First there was the fury of the 150 mph winds that damaged and destroyed hundreds of homes and businesses in Bowling Green and killed 12 people.

Now comes the frustration of recovery.

Finding a place to stay. Digging through the soggy wreckage to salvage a few clothes and personal items. Checking on filing insurance claims. Wondering what assistance will be available. Getting replacement driver’s licenses and credit cards.

That was the exhausting reality for a lot of people in Bowling Green Sunday as the city dug out from a deadly tornado that hit about 1 a.m Central time on Saturday.

Shalea Parke said she lost everything.

“It’s heartbreaking,” she said as she passed time at a Red Cross shelter at a high school and middle school complex. “It feels like you got to start all over again.”

Deborah Gibson, 68, whose home was destroyed, said it was difficult to even figure out where to start when you don’t even have a toothbrush.

She and her son, Tony Trester, 44, who lived with her, spent the rest of the night in a car outside their blasted apartment, then came to the shelter Sunday to get some food and figure out their next steps.

“It’s hard when your whole life gets taken away in a few minutes,” Trester said.

----

◆ **WHAT IS BEING ASKED**: Output the tornado recovery article above word for word, in its entirety.

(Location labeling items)
----

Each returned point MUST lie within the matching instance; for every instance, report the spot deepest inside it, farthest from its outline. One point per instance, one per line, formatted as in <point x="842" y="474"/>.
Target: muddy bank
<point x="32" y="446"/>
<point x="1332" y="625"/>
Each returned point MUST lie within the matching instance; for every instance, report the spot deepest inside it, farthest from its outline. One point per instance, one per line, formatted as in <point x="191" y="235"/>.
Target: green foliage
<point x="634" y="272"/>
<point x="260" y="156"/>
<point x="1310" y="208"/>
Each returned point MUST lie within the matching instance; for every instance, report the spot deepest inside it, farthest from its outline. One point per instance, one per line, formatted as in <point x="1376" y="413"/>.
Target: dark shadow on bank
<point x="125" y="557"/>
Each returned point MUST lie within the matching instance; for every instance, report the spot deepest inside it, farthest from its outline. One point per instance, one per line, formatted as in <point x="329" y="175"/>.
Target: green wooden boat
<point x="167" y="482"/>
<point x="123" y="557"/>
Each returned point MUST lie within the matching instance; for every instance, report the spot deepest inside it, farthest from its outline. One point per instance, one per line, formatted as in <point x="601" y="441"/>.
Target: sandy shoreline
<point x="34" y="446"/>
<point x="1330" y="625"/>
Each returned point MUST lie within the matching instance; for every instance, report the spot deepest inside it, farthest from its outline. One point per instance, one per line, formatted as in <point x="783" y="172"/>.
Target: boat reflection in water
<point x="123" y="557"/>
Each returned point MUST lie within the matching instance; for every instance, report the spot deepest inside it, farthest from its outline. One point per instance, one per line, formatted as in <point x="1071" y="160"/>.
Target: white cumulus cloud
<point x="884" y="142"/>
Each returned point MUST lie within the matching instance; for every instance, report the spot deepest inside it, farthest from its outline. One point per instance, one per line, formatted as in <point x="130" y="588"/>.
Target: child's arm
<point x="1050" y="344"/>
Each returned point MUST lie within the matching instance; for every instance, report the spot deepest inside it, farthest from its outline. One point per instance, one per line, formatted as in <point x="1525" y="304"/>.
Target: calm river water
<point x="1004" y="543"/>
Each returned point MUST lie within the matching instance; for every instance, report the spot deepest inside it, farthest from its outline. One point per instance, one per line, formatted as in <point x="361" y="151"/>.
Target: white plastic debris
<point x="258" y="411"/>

----

◆ **OUTPUT FOR THIS TASK**:
First there was the fury of the 150 mph winds that damaged and destroyed hundreds of homes and businesses in Bowling Green and killed 12 people.

Now comes the frustration of recovery.

Finding a place to stay. Digging through the soggy wreckage to salvage a few clothes and personal items. Checking on filing insurance claims. Wondering what assistance will be available. Getting replacement driver’s licenses and credit cards.

That was the exhausting reality for a lot of people in Bowling Green Sunday as the city dug out from a deadly tornado that hit about 1 a.m Central time on Saturday.

Shalea Parke said she lost everything.

“It’s heartbreaking,” she said as she passed time at a Red Cross shelter at a high school and middle school complex. “It feels like you got to start all over again.”

Deborah Gibson, 68, whose home was destroyed, said it was difficult to even figure out where to start when you don’t even have a toothbrush.

She and her son, Tony Trester, 44, who lived with her, spent the rest of the night in a car outside their blasted apartment, then came to the shelter Sunday to get some food and figure out their next steps.

“It’s hard when your whole life gets taken away in a few minutes,” Trester said.